Actions to take —
#1 Could you recast the entries, from the line containing "Locate the mirror" through the line containing "[178,15,238,103]", as a JSON list of strings with one string per line and blank lines left out?
#2 Can you continue the text on semi-log plots from where it stops?

Extracted text —
○ ○ ○ ○ ○
In science and mathematics, data often spans several orders of magnitude, or follows a non-linear growth pattern. A semi-log plot is a specialized graphing technique used to visualize exponential functions as straight lines. This process is often called linearization.

The Concept of Linearization

When you graph an exponential function like $y = ab^x$ on a standard Cartesian coordinate system (linear scales on both axes), the result is a curve. Determining specific parameters (like $a$ and $b$) just by looking at a curve is difficult.

However, if we transform the output values using logarithms, the exponential relationship transforms into a linear one. This allows us to use linear regression tools or simple slope calculations to model the data.

Standard Plot: $x$ vs. $y$ produces a curve.
Semi-Log Plot: $x$ vs. $\log(y)$ (or $\ln(y)$) produces a straight line.

Comparison of an exponential curve on a linear scale versus a straight line on a semi-log scale

Deriving the Linear Form

To understand why this works, we apply properties of logarithms to the standard exponential equation.

Starting with the exponential model:
y = a \cdot b^x

Take the logarithm (natural or base 10) of both sides:
\ln(y) = \ln(a \cdot b^x)

Apply the product rule of logarithms ($\ln(mn) = \ln m + \ln n$):
\ln(y) = \ln(a) + \ln(b^x)

Apply the power rule of logarithms ($\ln(x^p) = p \ln x$):
\ln(y) = \ln(a) + x \cdot \ln(b)

Rearrange to look like the slope-intercept form ($Y = mx + k$):
\underbrace{\ln(y)}{Y} = \underbrace{(\ln b)}{m} \cdot x + \underbrace{\ln(a)}_{k}

In this linearized equation:

The input represents $x$.
The output represents $\ln(y)$ (the log of the original data).
The slope ($m$) represents $\ln(b)$ (the log of the growth factor).
The y-intercept ($k$) represents $\ln(a)$ (the log of the initial value).

Analyzing Data from Semi-Log Plots

If you are given a data set or a graph where the $y$-axis is on a logarithmic scale and the data forms a line, you can conclude the underlying relationship is exponential.

Steps to Find the Exponential Equation:

Calculate the Linear Equation: Find the slope ($m$) and y-intercept ($k$) of the line using the points $(x1, \log y1)$ and $(x2, \log y2)$.
Solve for the Base ($b$): Since $m = \ln b$ (or $\log b$), use the inverse log property:
b = e^m \quad \text{(if natural log is used)}
b = 10^m \quad \text{(if common log is used)}
Solve for the Coefficient ($a$): Since $k = \ln a$:
a = e^k

Modeling with Exponential and Logarithmic Functions

Mathematical modeling involves choosing a function that behaves similarly to a real-world phenomenon. In AP Precalculus, you must distinguish between scenarios that require exponential models versus those that require logarithmic models.

Determining the Model Type

Function Type	General Form	Data Characteristic
Exponential	$y = a(b)^x$	As $x$ increases by a constant amount (arithmetic), $y$ changes by a constant ratio (geometric). Used for populations, radioactive decay, interest.
○ ○ ○ ○ ○
Data to process —
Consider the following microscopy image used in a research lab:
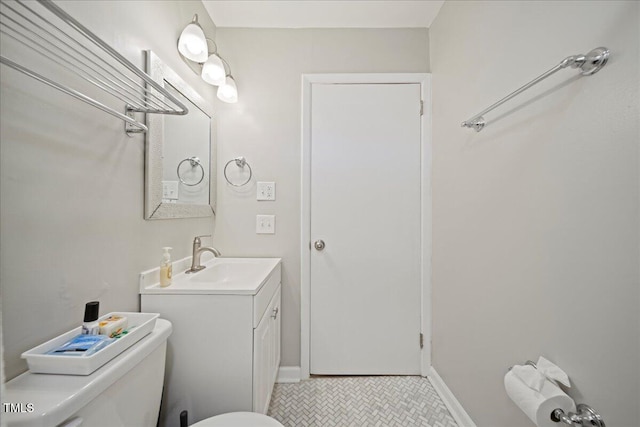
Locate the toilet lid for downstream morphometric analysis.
[191,412,284,427]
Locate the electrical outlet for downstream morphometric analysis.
[256,182,276,200]
[162,181,179,200]
[256,215,276,234]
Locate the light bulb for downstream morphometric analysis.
[178,21,208,63]
[202,53,226,86]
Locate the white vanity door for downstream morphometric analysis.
[253,286,280,414]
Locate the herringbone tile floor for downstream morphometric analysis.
[269,376,457,427]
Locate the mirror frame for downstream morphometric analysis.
[144,50,217,219]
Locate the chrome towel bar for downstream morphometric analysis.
[0,0,188,132]
[461,47,609,132]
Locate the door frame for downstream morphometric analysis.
[300,73,432,380]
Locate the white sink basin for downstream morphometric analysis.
[140,258,280,295]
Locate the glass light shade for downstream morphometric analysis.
[178,22,209,63]
[218,76,238,104]
[202,53,226,86]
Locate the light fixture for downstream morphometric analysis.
[202,53,226,86]
[178,15,209,62]
[178,15,238,103]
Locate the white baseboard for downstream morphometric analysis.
[427,366,476,427]
[276,366,300,383]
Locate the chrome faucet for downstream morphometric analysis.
[185,234,222,274]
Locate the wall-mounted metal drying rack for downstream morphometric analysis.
[461,47,609,132]
[0,0,188,133]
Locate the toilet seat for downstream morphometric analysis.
[191,412,284,427]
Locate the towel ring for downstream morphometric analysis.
[176,156,205,187]
[224,156,253,187]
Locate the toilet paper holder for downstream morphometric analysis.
[509,360,607,427]
[551,403,606,427]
○ ○ ○ ○ ○
Exercise responses —
#1
[
  "Locate the mirror frame for downstream morphometric analysis.",
  "[144,50,217,219]",
  "Locate the chrome towel bar for downstream morphometric analysis.",
  "[0,0,188,132]",
  "[461,47,609,132]",
  "Locate the door frame for downstream morphometric analysis.",
  "[300,73,432,380]",
  "Locate the white sink basin for downstream morphometric analysis.",
  "[140,258,280,295]",
  "Locate the glass light shade for downstream morphometric analysis.",
  "[178,22,209,63]",
  "[218,76,238,104]",
  "[202,53,226,86]",
  "Locate the light fixture for downstream morphometric analysis.",
  "[202,53,226,86]",
  "[178,15,209,62]",
  "[178,15,238,103]"
]

#2
Logarithmic	$y = a + b \ln(x)$	As $x$ increases by a constant ratio (geometric), $y$ changes by a constant amount (arithmetic). Used for pH levels, decibels, magnitude scales.

Concavity and Growth Rates

When looking at a scatterplot or data table, the concavity and rate of change help identify the function.

Exponential Growth ($b > 1$): Increasing and concave up. The rate of change increases rapidly as $x$ increases.
Logarithmic Growth ($b > 0$): Increasing and concave down. The rate of change decreases (slows down) as $x$ increases, but the function theoretically grows without bound.

Comparison of Exponential Growth (Concave Up) and Logarithmic Growth (Concave Down) graphs

Worked Example: Modeling from Data

Problem: A researcher collects the following data:

$t$ (hours)	$0$	$2$	$4$
$V(t)$	$50$	$140$	$392$

Solution:

Check for Equal Intervals: The input $t$ increases by 2 every step (arithmetic).
Check Ratios: Calculate the ratio of consecutive outputs:
140 / 50 = 2.8
392 / 140 = 2.8
Conclusion: Since the ratios are constant, this is an exponential model.
Form: $V(t) = a \cdot b^t$.
- At $t=0$, $V(0) = 50$, so $a = 50$.
- Since the interval is 2 hours, the growth over 2 hours is $2.8$. So $b^2 = 2.8 \implies b = \sqrt{2.8} \approx 1.673$.
- Model: $V(t) = 50(1.673)^t$.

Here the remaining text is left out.